Page excerpt:
BEGIN

Hôpital Albert Schweitzer Haiti is so fortunate to have a steady stream of talented volunteers from all aspects of medicine and administration that visit us throughout the year to share their expertise. Recently, Sara Hammett, a Physical Therapist from Sonoma, California visited HAS and wrote about her adventures at HAS in her blog. We think that you will enjoy reading this as much as we did:
Dr. Ian Rawson, the director of Hôpital Albert Schweitzer, greeted us at the entrance of his lovely home overlooking a lush hillside. Open to the outside through wide, louvered doors, the stone-floored living room offered a cool oasis in the warm Haitian morning. Near the home is a garden preserve containing specimen plants from all over Haiti. “This is what Haiti could be with irrigation and compost,” he said. He led us to an outdoor dining area set simply with small plates, tiny coffee mugs, a plate of what looked like crèpes, and a tray with small dishes of condiments: papaya conserve, blueberry yogurt, and some kind of hot green pepper. He also brought out a small omelette cut into bite-sized pieces.
Ian had prepared a meal in the manner of an Indian guest who had cooked for him. She told him that the way to eat was to have “lots of flavors in small amounts,” and that is just what the 6 of us enjoyed. The crèpes were called dosa (pronounced “dosha”), and are customarily torn into small pieces, dipped in the condiments, and eaten with the fingers. Along with a few pieces of the egg dish, this small amount of food seemed to grow like the loaves and the fishes to be a very satisfying meal.

END

Continue the blog post about the breakfast at Dr. Ian Rawson's home, beginning right after its last sentence. The listing plays no part in the work on the text.

Collected data entries

BEGIN

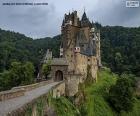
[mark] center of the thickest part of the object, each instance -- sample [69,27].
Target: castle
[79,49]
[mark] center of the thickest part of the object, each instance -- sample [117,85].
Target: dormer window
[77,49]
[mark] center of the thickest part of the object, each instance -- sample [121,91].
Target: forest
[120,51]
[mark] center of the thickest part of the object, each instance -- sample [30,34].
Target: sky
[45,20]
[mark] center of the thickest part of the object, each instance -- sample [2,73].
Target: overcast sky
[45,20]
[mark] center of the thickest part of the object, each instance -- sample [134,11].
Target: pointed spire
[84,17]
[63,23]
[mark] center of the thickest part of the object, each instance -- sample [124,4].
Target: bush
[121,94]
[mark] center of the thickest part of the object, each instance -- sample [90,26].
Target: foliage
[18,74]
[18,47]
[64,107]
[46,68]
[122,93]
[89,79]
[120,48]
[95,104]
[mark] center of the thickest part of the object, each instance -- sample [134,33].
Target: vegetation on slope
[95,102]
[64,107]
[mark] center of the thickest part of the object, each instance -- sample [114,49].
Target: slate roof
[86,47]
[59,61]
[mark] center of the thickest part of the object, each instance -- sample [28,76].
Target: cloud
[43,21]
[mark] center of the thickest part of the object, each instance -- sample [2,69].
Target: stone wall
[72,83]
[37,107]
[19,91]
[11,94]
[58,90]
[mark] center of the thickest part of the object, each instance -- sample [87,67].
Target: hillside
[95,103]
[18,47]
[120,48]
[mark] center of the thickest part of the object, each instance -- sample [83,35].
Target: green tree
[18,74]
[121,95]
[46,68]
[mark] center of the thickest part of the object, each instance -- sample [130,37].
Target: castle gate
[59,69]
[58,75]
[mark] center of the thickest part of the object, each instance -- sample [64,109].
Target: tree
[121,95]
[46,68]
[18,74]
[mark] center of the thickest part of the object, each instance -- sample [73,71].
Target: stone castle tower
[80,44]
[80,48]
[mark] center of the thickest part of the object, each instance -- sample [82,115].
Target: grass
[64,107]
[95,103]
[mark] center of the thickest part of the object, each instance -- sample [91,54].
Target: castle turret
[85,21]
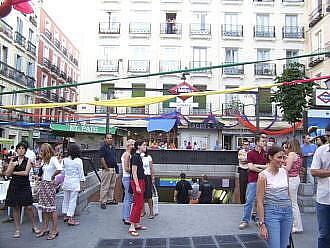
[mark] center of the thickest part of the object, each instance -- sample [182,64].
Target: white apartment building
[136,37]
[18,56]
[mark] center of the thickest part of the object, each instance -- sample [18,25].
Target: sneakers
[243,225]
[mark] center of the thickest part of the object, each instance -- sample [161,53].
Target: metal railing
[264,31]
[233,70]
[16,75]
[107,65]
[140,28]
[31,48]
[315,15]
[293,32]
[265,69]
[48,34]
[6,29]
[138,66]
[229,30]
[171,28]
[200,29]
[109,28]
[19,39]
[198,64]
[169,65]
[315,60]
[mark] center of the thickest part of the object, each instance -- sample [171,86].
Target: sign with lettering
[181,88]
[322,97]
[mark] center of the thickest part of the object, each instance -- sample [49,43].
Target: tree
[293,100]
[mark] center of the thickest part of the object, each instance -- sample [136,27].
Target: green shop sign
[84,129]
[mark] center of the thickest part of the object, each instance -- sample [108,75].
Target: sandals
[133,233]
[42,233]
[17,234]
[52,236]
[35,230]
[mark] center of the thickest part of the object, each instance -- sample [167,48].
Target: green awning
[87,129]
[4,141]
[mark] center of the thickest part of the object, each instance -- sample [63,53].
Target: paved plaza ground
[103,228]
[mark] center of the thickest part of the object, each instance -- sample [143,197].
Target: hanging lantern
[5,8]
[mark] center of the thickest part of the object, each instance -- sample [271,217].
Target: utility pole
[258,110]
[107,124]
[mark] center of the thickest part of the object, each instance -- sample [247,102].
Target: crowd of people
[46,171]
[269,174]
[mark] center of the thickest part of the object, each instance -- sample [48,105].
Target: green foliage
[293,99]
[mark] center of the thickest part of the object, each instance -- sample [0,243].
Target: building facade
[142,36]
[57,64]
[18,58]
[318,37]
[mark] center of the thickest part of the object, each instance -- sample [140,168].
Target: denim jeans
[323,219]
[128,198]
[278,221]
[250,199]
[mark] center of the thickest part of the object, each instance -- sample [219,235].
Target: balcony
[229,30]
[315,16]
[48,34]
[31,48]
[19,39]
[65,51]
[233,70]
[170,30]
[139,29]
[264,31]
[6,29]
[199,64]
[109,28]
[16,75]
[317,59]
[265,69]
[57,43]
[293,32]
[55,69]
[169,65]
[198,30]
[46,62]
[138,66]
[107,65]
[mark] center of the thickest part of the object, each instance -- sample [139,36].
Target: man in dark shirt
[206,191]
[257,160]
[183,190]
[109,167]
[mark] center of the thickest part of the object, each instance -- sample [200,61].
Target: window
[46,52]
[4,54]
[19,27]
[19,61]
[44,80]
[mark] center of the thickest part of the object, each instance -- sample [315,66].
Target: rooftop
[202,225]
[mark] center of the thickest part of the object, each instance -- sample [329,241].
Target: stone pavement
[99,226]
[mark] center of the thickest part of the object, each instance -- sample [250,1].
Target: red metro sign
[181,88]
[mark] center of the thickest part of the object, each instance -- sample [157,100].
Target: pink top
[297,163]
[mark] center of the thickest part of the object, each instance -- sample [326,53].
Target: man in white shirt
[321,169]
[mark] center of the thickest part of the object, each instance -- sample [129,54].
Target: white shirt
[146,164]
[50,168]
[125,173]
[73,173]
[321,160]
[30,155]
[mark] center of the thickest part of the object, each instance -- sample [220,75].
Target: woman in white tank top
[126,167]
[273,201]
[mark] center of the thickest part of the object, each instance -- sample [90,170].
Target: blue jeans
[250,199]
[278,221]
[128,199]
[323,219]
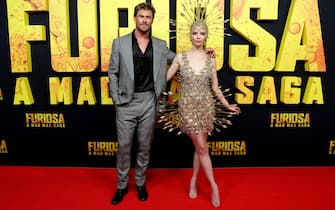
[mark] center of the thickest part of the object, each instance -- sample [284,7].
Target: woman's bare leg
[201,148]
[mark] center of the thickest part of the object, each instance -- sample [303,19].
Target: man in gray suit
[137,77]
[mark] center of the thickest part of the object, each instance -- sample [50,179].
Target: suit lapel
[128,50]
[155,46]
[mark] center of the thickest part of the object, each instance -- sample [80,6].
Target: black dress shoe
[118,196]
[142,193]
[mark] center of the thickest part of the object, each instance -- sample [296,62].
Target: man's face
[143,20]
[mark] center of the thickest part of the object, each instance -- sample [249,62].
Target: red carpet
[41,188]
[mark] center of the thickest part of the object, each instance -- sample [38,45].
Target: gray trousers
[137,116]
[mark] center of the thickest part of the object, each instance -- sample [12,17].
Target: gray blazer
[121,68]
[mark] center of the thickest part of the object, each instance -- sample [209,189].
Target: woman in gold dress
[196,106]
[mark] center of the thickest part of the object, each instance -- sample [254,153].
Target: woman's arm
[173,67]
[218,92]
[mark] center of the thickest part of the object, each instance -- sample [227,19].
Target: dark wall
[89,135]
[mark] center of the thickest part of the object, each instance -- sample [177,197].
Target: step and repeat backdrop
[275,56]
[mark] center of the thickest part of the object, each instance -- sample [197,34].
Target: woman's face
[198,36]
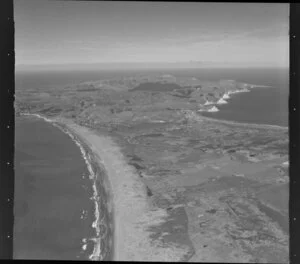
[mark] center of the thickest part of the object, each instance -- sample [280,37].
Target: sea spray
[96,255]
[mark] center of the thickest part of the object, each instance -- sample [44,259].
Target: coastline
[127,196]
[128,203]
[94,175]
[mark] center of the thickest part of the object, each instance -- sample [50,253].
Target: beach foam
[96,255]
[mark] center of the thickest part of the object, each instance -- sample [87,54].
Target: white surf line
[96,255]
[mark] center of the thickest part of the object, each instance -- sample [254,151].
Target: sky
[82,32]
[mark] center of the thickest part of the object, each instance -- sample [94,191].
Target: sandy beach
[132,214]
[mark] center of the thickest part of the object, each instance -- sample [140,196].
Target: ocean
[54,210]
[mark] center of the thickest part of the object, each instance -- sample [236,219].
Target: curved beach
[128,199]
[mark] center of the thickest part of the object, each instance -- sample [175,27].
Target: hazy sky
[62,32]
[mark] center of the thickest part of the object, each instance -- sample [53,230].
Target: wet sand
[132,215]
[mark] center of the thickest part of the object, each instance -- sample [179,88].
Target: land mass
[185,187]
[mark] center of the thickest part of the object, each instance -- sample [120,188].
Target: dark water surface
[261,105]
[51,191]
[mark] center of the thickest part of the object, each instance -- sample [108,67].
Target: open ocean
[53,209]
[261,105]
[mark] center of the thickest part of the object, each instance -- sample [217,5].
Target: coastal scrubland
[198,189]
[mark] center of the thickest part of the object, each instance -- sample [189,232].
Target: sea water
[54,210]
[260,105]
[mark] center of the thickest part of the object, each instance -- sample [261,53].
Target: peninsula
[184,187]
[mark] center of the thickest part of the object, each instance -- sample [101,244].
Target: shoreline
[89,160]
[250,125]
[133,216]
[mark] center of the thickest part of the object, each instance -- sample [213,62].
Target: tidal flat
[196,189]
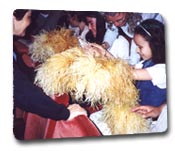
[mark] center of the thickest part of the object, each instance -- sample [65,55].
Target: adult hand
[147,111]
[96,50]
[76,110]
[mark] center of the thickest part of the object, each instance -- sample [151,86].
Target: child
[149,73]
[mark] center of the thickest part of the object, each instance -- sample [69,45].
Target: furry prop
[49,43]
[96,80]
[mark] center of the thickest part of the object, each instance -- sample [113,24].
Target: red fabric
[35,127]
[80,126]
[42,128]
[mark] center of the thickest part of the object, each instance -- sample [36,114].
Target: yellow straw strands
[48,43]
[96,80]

END

Response to the exercise:
While talking about food, Ian brought out 2 small, chalky discs, hand-formed, with the thumb impressions inviting continued rubbing as they were handled. He asked us to guess what they were. There have been many stories in the media of Haitians being “so poor that they eat mud cakes.” Well, these were those cakes, but Ian did not believe that they served as a last-ditch effort of starving people to put something in their stomachs. So he went to a vendor of these discs and started asking him questions. Do people have to eat these? No. Do they eat them often? No. Who buys these? Only women. How many do they buy? One or two. When to they buy them? About once a month. Or when they are pregnant. Any ideas, readers? Ian believes that these mud cakes serve as sources of minerals that the body craves when it needs them. What a brilliant and reassuring assessment! Ian is determined to dispel the myth of the starving people’s mud cakes, so he sent the two samples with one of the doctors at our meal to take to the US to have them assayed. If their nutrient value is confirmed, the doctors plan to write an article with the results.